- _Action item_: Below is a listing. Gather each line of it that contains "white".

# # # #

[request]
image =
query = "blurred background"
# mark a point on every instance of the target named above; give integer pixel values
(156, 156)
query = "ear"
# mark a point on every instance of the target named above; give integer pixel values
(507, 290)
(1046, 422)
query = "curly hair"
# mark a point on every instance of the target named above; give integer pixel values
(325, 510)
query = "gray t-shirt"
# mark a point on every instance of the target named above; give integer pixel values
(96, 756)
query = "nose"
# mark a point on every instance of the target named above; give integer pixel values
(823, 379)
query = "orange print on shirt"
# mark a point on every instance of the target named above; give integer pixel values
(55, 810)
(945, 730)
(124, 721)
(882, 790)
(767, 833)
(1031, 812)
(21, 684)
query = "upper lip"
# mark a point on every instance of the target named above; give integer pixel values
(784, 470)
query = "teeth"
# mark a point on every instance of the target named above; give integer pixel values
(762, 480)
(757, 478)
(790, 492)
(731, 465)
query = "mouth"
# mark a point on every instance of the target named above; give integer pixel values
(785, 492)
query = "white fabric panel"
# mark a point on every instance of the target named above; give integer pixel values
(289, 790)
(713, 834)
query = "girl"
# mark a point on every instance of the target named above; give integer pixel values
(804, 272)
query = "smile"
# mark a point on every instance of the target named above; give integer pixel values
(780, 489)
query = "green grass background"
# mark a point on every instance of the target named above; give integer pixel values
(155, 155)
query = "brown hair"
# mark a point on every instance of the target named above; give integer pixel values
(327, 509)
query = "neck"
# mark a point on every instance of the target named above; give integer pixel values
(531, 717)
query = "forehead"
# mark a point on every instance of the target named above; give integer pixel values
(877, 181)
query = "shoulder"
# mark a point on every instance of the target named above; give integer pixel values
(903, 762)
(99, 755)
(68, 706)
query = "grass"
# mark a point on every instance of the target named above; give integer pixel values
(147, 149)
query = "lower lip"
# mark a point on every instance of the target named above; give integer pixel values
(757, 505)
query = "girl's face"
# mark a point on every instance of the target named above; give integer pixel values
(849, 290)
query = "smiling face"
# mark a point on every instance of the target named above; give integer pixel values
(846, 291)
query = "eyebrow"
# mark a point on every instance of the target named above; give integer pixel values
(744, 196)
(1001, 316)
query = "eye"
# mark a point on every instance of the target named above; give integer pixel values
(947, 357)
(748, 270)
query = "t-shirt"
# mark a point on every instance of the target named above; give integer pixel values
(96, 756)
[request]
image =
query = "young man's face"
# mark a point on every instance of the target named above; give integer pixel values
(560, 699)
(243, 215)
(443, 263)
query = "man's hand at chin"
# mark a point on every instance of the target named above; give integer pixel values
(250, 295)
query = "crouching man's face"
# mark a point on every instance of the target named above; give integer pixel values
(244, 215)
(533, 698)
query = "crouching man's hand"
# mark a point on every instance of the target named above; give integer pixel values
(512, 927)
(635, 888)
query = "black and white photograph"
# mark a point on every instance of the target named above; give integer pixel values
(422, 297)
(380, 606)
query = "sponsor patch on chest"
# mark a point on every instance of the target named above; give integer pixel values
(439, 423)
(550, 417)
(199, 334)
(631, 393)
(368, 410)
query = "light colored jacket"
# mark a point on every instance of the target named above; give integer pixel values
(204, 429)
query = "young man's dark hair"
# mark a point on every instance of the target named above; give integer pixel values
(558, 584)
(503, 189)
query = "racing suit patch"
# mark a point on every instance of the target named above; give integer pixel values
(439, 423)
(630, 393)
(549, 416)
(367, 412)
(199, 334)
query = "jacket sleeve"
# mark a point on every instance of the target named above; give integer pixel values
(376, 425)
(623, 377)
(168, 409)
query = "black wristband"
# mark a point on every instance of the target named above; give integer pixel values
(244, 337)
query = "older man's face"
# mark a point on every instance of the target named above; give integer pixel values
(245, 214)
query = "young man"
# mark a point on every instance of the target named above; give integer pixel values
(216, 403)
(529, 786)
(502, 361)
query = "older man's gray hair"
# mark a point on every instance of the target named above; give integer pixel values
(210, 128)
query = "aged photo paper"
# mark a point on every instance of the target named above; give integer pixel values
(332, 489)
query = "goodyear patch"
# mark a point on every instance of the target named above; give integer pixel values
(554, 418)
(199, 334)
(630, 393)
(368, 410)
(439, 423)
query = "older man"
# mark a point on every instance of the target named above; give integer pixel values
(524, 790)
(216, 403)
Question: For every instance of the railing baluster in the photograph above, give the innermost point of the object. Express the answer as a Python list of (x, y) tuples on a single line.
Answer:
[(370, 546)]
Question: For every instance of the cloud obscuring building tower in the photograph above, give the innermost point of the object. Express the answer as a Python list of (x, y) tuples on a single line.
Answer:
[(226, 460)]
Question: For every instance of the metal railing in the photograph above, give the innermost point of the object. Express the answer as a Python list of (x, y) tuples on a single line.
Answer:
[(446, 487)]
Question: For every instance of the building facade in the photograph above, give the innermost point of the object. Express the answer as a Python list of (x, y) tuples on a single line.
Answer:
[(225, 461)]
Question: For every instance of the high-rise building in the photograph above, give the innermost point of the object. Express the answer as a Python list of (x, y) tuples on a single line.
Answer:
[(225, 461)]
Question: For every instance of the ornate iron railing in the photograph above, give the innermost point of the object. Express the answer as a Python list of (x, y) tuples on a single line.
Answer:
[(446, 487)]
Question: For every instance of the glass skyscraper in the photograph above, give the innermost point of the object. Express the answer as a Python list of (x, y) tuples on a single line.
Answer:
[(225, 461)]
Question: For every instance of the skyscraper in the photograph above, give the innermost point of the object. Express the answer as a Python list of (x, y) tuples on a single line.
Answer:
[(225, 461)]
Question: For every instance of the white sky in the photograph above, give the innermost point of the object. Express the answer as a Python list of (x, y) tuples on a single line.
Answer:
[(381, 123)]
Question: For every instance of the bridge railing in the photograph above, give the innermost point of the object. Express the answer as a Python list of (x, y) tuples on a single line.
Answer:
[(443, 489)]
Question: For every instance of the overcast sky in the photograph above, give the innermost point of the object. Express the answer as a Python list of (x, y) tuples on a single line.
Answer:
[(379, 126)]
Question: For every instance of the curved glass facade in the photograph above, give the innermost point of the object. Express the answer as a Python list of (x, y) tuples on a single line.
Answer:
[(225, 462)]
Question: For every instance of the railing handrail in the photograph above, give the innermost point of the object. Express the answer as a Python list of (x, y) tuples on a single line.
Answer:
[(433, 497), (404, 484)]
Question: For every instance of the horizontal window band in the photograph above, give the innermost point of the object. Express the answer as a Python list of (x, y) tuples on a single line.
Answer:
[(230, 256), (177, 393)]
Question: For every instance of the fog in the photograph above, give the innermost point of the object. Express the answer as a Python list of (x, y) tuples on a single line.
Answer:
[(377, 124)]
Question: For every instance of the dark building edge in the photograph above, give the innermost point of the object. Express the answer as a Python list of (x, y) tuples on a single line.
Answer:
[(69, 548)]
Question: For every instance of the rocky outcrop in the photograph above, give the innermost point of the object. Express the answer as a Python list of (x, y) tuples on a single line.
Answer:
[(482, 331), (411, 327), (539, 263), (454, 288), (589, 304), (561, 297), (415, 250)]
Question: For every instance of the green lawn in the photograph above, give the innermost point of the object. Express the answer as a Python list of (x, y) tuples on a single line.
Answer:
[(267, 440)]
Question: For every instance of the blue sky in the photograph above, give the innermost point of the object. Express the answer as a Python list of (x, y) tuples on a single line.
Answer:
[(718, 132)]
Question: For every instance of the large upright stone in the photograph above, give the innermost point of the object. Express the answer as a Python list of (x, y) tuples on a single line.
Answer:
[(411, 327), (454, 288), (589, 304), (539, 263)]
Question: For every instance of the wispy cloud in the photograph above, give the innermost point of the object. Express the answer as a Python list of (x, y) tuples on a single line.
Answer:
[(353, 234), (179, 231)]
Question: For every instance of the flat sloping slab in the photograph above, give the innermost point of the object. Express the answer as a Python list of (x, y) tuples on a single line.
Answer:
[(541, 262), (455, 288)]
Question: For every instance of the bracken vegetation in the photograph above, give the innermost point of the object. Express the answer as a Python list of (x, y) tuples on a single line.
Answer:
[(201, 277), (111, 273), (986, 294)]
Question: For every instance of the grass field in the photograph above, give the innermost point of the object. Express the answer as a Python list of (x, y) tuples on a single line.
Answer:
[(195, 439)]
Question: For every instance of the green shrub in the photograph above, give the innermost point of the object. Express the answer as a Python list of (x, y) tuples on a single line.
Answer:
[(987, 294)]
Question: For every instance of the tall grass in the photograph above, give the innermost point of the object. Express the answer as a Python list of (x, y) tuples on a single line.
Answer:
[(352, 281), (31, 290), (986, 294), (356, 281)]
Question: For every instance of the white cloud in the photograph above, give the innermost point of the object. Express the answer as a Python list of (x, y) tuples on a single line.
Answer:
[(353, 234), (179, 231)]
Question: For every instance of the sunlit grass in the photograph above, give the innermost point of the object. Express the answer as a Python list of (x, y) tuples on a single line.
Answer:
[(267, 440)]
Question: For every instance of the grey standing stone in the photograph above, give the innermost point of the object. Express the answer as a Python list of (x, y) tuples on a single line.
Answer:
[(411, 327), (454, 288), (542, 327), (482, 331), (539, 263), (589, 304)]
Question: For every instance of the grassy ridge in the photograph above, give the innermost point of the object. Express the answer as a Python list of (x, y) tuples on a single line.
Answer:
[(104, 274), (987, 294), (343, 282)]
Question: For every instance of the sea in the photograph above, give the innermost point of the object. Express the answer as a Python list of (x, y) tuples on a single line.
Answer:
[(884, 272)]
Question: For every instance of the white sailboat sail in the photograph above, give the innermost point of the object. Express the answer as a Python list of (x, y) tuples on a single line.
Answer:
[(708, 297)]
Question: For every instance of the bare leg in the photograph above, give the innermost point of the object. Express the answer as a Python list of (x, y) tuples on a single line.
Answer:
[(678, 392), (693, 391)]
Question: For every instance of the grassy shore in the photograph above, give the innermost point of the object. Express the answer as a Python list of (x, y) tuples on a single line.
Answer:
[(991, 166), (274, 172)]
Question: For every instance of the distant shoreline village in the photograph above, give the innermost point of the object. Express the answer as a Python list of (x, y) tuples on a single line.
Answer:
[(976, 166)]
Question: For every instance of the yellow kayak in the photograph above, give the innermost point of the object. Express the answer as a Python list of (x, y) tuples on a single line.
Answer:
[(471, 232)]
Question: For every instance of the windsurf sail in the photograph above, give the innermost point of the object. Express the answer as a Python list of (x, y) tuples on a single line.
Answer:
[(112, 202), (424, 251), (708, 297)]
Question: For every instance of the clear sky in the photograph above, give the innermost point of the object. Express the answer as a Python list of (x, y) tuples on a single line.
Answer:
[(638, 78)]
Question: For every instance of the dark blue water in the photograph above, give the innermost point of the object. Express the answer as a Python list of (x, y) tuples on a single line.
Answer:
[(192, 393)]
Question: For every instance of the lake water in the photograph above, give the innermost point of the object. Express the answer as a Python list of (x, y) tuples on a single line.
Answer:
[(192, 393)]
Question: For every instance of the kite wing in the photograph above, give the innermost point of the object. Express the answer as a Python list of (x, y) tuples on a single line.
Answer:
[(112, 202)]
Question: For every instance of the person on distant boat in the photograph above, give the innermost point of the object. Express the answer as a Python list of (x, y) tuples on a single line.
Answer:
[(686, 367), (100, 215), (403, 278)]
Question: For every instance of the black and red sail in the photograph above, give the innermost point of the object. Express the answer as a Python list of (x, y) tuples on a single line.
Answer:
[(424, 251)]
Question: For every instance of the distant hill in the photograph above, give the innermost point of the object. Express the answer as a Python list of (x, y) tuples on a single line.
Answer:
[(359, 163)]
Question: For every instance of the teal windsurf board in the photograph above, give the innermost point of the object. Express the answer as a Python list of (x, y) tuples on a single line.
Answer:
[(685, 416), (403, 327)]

# # # #

- _Output below_:
query = "white fabric panel"
query = "black and white photograph"
Question: For every instance of the white sky in the photograph above, give the innermost point of the object. Express the answer as a Python list of (x, y) tuples on a single line.
Question: For every instance of the white cloud in the photograph above, give the innermost point of the object. Express the answer as a Python list of (x, y) tuples on a single line.
Question: For every instance of the white sailboat sail in the photograph above, give the innermost point of the object. Express the answer as a Python list of (x, y) tuples on a single line.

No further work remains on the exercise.